§ Materials provided
—————

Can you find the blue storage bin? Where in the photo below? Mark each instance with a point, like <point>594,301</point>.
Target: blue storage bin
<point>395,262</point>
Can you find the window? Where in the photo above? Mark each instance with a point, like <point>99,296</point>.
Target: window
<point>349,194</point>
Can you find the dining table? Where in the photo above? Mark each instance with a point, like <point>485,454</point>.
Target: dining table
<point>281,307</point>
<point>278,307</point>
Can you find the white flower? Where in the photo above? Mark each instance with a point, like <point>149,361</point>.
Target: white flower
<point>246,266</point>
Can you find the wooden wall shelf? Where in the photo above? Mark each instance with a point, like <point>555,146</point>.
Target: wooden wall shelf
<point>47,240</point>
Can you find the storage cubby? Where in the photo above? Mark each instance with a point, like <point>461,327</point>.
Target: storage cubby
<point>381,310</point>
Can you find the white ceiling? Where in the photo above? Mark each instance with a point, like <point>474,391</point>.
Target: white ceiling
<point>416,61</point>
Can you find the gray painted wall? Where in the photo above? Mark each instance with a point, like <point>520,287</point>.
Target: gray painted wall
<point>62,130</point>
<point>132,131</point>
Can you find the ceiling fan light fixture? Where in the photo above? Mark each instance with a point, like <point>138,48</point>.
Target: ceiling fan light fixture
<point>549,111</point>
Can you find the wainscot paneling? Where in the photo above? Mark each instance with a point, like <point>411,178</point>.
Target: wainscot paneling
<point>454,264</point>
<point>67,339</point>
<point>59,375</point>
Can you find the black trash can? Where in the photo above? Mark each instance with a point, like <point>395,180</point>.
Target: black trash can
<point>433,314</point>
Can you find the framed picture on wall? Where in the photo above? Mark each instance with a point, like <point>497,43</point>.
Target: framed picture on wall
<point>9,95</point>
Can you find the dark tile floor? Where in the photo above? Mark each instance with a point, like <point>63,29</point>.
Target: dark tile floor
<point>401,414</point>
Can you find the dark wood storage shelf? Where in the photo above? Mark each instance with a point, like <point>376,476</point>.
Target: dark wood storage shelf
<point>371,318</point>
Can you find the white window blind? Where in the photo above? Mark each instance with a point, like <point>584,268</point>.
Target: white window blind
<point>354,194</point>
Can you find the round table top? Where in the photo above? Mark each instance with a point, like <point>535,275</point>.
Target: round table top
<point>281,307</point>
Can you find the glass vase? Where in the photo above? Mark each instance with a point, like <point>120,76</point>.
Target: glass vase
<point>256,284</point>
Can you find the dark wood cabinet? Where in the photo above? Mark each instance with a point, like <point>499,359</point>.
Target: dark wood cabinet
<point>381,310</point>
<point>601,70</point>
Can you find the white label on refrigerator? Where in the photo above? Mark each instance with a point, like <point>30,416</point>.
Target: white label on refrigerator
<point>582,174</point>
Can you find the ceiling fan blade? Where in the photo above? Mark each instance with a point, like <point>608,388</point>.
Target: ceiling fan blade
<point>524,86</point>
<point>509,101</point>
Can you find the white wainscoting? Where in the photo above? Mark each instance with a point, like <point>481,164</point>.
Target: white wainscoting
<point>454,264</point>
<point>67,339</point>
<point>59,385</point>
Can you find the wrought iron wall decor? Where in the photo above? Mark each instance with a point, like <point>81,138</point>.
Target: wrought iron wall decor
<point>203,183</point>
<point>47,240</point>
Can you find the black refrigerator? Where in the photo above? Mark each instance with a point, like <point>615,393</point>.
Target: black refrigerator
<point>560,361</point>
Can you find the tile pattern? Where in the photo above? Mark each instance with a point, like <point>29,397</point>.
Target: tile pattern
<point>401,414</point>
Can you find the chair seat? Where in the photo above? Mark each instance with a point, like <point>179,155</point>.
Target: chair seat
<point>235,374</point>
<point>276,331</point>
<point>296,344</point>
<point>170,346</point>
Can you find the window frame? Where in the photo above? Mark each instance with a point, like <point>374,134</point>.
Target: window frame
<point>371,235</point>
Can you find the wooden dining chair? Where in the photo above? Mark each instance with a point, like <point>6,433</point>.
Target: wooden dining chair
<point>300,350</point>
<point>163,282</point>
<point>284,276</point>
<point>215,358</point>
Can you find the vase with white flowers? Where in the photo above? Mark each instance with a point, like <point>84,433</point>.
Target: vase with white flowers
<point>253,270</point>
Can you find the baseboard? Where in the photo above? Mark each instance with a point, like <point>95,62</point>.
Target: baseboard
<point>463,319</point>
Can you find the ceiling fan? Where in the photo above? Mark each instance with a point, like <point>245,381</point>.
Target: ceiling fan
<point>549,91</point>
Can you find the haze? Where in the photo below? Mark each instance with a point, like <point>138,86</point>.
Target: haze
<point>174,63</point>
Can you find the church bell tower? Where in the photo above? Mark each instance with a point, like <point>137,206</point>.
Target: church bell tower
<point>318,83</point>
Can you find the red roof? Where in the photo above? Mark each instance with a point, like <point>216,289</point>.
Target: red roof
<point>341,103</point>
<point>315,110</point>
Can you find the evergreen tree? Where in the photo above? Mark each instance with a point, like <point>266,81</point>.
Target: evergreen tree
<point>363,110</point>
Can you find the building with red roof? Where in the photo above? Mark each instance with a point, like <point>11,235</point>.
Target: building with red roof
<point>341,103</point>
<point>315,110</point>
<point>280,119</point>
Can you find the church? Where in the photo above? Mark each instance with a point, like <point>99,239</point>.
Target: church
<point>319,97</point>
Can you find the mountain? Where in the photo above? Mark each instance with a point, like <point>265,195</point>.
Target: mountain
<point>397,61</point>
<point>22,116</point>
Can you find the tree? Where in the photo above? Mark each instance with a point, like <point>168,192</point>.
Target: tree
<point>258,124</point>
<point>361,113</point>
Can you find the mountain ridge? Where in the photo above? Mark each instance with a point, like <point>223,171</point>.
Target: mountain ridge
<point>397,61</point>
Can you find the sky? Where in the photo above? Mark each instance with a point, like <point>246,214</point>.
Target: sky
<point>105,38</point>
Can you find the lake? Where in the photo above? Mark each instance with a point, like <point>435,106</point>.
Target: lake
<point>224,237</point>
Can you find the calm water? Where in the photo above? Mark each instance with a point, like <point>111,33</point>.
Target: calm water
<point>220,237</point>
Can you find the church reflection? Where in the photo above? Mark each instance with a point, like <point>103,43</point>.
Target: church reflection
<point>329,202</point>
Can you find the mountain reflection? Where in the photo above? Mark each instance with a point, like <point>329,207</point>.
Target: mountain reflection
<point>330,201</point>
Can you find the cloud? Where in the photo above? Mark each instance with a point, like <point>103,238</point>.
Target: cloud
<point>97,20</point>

—————

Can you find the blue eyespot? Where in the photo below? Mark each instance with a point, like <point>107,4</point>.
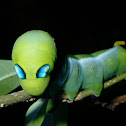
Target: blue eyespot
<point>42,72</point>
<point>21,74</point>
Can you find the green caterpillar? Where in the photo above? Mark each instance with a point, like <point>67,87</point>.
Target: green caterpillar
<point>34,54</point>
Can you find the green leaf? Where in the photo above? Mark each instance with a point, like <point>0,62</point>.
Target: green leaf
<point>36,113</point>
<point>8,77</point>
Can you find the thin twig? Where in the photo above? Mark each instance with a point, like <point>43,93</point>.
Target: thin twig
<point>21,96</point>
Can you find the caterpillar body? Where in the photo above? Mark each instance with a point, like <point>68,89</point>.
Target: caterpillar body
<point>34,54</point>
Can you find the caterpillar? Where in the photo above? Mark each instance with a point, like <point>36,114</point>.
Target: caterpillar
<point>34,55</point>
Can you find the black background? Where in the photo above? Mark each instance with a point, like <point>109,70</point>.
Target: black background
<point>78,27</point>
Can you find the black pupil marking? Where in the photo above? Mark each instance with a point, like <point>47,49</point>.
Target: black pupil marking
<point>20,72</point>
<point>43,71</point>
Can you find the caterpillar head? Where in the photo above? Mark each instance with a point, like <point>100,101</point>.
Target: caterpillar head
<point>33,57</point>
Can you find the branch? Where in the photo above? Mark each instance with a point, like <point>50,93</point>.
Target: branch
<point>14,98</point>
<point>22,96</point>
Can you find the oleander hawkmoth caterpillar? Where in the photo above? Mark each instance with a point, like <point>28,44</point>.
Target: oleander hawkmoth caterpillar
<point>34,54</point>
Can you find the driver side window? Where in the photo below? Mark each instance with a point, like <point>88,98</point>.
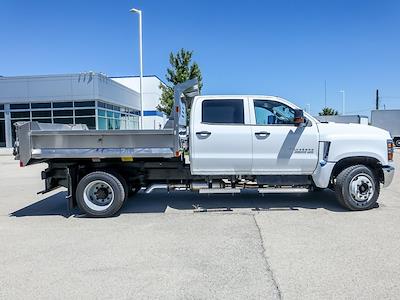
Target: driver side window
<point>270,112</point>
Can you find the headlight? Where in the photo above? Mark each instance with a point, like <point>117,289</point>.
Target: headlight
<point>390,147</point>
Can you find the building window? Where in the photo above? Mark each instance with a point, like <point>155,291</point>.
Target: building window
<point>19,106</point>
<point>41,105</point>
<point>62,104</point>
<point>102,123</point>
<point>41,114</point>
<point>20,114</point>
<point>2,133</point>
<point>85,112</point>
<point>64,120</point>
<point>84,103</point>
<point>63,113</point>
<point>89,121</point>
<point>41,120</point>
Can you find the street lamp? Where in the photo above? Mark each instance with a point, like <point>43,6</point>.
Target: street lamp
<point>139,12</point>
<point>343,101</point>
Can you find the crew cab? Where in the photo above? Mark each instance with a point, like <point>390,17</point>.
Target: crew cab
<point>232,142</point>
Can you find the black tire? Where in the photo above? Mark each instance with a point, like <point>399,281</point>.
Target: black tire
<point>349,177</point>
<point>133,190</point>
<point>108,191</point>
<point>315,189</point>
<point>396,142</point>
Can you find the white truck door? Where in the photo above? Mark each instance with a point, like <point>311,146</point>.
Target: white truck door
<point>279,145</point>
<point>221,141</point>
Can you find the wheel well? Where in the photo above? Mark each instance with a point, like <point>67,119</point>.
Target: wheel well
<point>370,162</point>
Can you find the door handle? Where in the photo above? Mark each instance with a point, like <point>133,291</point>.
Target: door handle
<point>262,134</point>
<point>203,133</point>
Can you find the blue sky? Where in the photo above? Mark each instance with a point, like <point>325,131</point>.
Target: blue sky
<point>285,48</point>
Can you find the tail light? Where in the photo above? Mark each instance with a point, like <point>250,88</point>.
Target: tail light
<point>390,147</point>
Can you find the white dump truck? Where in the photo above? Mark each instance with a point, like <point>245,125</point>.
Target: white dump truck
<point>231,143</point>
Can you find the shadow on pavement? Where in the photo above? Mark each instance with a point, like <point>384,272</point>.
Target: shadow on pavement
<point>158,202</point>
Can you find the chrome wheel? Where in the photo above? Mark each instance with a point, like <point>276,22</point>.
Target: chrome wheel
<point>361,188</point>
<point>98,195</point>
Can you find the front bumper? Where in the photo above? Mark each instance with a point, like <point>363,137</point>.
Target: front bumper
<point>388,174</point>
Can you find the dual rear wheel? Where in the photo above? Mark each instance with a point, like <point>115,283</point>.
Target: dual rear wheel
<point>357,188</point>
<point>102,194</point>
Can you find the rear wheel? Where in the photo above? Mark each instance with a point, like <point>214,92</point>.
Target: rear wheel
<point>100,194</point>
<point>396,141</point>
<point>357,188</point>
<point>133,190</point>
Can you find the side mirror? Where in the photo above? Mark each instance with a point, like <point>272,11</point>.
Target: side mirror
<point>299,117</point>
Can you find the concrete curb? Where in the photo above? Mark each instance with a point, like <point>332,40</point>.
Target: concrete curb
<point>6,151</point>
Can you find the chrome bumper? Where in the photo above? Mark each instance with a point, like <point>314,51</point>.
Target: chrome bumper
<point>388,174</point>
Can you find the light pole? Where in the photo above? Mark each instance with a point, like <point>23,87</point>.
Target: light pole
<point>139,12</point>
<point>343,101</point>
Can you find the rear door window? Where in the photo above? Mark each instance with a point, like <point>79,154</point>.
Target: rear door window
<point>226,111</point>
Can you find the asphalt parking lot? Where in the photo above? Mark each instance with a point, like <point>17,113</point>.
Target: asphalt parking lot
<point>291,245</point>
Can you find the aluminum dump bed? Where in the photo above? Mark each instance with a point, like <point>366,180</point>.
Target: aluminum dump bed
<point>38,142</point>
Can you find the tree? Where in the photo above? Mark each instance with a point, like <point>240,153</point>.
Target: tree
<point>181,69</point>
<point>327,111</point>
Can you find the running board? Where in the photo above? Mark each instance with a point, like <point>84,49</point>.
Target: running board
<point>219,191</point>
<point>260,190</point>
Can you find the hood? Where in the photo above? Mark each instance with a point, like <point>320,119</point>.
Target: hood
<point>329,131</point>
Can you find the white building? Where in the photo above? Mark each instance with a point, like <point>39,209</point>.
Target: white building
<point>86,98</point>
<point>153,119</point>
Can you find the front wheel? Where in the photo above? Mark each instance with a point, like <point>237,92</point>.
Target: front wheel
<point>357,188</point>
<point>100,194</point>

—————

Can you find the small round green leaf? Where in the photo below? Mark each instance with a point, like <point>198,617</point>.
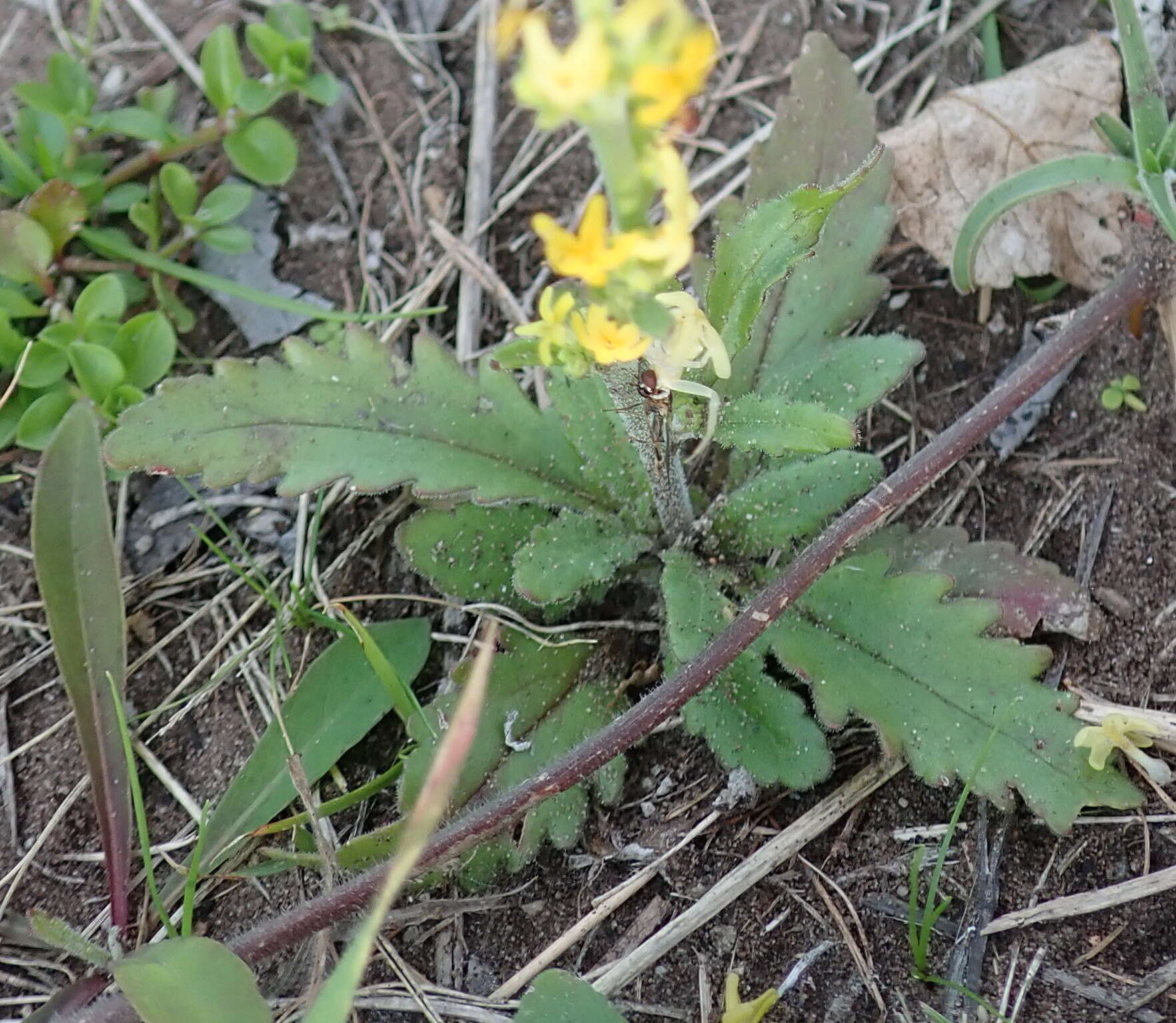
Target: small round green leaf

—————

§ Instructions for the task
Filter the records for the string "below" and copy every line that holds it.

§ Response to the task
Can you find the blue storage bin? Where in the photo below? Mark each instance with a point, like <point>594,301</point>.
Can you find the haze? Where in the photo below? Mark each instance with a point, like <point>138,86</point>.
Can you find the blue eyespot? Where in the photo below? Mark each instance with a point, like <point>107,4</point>.
Can you find the driver side window? Where in the photo below? Mark each instance with a point, like <point>88,98</point>.
Can you find the small round green leaf? Where in the photo below? Mark each instance with a point, like <point>198,617</point>.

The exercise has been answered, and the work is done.